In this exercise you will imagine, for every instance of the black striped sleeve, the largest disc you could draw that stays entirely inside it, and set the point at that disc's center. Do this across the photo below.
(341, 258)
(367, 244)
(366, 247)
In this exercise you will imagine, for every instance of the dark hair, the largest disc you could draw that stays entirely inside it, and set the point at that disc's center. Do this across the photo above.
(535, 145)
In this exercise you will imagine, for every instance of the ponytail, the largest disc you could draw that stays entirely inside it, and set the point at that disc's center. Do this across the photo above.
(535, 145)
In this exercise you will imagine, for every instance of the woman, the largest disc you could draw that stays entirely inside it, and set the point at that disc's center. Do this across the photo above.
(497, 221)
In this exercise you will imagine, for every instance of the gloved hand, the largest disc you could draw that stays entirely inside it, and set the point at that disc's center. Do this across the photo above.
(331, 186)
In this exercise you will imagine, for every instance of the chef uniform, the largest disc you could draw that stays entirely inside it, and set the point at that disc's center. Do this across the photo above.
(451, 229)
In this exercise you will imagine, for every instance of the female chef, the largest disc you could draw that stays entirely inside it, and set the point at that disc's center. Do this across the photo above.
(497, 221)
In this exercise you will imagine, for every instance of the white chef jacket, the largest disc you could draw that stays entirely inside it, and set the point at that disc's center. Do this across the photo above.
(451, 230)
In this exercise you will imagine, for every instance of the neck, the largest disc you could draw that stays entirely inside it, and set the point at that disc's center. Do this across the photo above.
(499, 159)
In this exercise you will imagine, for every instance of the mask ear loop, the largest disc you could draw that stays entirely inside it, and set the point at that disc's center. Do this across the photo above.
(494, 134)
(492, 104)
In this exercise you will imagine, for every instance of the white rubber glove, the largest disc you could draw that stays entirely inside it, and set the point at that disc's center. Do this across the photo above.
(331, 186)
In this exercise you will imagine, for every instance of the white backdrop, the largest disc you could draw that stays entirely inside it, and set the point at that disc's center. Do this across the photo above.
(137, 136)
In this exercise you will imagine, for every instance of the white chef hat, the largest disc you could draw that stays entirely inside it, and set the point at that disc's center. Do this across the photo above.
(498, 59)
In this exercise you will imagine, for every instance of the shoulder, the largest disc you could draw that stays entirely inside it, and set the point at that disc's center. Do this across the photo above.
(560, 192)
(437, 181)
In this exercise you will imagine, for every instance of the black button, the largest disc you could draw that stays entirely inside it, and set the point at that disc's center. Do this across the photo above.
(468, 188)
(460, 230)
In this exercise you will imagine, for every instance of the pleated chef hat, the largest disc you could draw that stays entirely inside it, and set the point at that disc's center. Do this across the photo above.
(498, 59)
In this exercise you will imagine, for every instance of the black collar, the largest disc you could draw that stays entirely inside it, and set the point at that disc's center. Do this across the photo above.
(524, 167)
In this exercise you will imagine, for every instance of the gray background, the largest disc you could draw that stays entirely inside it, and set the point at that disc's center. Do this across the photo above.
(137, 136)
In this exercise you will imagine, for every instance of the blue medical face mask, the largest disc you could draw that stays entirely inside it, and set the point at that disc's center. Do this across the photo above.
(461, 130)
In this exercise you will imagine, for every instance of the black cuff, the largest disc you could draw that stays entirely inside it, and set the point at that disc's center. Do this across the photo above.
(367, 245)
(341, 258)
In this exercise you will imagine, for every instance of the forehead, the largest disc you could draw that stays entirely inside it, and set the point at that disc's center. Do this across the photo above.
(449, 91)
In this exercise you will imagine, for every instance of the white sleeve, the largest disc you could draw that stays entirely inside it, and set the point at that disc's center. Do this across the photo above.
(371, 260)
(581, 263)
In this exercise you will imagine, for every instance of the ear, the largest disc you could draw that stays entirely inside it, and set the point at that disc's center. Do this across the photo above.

Exercise — An exact transcription of all the records is required.

Answer to the problem —
In this exercise you will imagine, for every instance of the black striped sleeve, the largest disc you could draw that stays entirely inside it, and set the point at that disc's center. Do this across the photo below.
(341, 258)
(367, 244)
(366, 247)
In this exercise you will imagine, for every instance of the dark hair, the largest disc you could draw that stays entirely inside it, and set the point at that disc's center. Do this across the photo above.
(535, 145)
In this exercise you will imagine, for every instance of the ponytail, the largest disc you could draw that stays entirely inside it, and set the point at that disc's center. Do this across the photo above.
(535, 145)
In this exercise you will imagine, for every instance of the woman, the largest disc you could draw that stays entirely inside it, and set the point at that disc's center. Do this across the photo above.
(497, 221)
In this exercise you will imagine, for every instance of the gloved hand, the largest disc you could draw that stays entirely inside it, and set the point at that disc's center. Do this across the photo above.
(331, 186)
In this exercise you will imagine, for every instance of the chef uniform, the largest disc you could draw that stays entirely inside it, and set the point at that disc's center. Do this across the photo above.
(451, 229)
In this exercise you will imagine, for every instance of the female chef, the largest disc you could draw that stays entirely inside it, and set the point at that disc's center. Do this across the photo above.
(497, 221)
In this exercise you will imagine, for every instance of the white chef jacket, the largest disc you could draw that stays entirely inside it, and set the point at that disc's center. Do this across the photo above.
(451, 230)
In this exercise you will imagine, for every instance of the neck, the largest disc you could draw that stays entirely inside it, and set the point at that disc's center. Do this across the photo above.
(499, 159)
In this exercise you will imagine, for every instance of the mask ear loop, the largest disc you could draw that stays entirely inside it, and set the point at that disc's center. Do this across the photo above.
(494, 134)
(492, 104)
In this exercise you will imagine, for every instance of the white rubber glove, the largest disc you could draw that stays entirely inside it, and set the point at that disc's center. Do this across the photo above.
(331, 186)
In this exercise you will imagine, for every instance of the white backdrop, the largest disc you could draw that stays entirely inside it, and set the point at that disc's center. Do this across the photo above.
(137, 136)
In this exercise you will imagine, for every instance of the white chef hat, the largest disc you could draw that stays entirely inside it, and set the point at that disc's center. Do this across the photo above.
(498, 59)
In this exercise you will imagine, for every instance of the shoulder, the largest disc you could draw that stays entirely inside it, and set the point at that disc's center. Do this across the photo above.
(560, 192)
(437, 181)
In this exercise you will imagine, for every instance of the black button, the largest disc you could draw that stays entirely inside it, and set the point at that disc's center. Do this across the photo above.
(468, 188)
(460, 230)
In this exercise you will imagine, for every instance of the pleated chef hat, the largest disc you could draw that stays entirely inside it, and set the point at that disc's center. Do this across the photo above.
(498, 59)
In this exercise you will imagine, for every instance of the black collar, the largest disc you could draw that stays entirely inside it, and set the point at that disc's center. Do this across the photo above.
(524, 167)
In this exercise you will imagine, for every instance of the gray background, the largest disc you could draw that stays entirely inside it, and set the point at that disc's center. Do this across the photo above.
(137, 136)
In this exercise you will imagine, for every instance of the blue medical face mask, the largest disc you could draw that stays entirely inside it, and set the point at that disc's center. Do this across the photo above.
(461, 130)
In this exercise you will imagine, for every instance of the black cuff, the largest disc you could draw that stays entirely inside it, and set the point at that disc's center. Do this across the photo above.
(367, 245)
(341, 258)
In this exercise you will imagine, for every instance of the forehead, the largest disc you could draw that stays entirely inside it, and set the point at that disc's center. Do this across the photo above.
(449, 91)
In this exercise you will imagine, for every instance of the white sleeve, the largest disc you could draw that stays entirely inside it, and set the point at that disc's center. Do this across the photo above.
(371, 260)
(581, 263)
In this exercise you will imagine, for every instance of the ear, the largest disc you could draw that stays entirely inside it, and set the point at that disc's center. Do this across the photo above.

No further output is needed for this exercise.